**What is expected**
Please show each line from the rows below that contains the word "eyeglasses", counting case as significant.
>> START Provided entries
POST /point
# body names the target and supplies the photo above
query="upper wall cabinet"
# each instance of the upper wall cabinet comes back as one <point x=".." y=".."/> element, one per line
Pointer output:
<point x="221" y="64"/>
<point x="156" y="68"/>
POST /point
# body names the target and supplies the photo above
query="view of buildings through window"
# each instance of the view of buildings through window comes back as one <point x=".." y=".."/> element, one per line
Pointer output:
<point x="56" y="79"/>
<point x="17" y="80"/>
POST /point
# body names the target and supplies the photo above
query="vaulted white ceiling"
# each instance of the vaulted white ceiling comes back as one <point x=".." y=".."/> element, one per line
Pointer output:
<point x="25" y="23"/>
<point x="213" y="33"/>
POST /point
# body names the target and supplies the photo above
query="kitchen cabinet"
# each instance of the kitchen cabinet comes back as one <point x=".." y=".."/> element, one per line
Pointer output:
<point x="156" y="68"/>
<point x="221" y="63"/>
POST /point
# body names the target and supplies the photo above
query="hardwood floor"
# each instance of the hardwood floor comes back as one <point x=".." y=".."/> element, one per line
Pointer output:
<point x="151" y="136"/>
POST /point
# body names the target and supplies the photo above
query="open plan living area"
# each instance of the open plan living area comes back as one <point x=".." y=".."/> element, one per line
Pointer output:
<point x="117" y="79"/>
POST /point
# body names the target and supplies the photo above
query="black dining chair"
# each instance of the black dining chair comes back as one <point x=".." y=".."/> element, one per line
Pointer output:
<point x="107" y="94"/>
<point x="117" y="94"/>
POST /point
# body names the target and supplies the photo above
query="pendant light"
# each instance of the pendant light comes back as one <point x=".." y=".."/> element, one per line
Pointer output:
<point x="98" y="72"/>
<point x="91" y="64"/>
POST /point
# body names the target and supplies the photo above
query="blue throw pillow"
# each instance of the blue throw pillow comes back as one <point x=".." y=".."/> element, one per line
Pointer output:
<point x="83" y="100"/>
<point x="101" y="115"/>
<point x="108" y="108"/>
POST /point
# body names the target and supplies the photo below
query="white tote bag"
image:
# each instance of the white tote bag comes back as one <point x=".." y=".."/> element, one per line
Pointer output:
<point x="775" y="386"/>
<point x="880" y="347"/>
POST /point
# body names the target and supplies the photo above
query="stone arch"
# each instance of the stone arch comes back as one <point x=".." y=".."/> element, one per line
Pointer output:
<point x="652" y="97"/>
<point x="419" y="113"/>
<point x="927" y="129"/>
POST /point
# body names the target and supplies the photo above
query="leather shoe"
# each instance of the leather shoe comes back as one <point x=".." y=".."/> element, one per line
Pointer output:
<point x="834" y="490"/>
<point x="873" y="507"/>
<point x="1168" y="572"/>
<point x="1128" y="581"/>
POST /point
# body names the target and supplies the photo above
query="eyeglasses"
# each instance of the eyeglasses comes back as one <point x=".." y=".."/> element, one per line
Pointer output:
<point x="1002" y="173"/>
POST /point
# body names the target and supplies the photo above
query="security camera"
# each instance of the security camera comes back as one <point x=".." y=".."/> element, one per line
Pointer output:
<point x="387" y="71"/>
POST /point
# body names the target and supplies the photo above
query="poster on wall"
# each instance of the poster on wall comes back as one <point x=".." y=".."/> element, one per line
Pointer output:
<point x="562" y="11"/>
>> END Provided entries
**Full response**
query="eyeglasses"
# each instance of the eyeglasses comes back as one <point x=".." y=".."/> element, one per line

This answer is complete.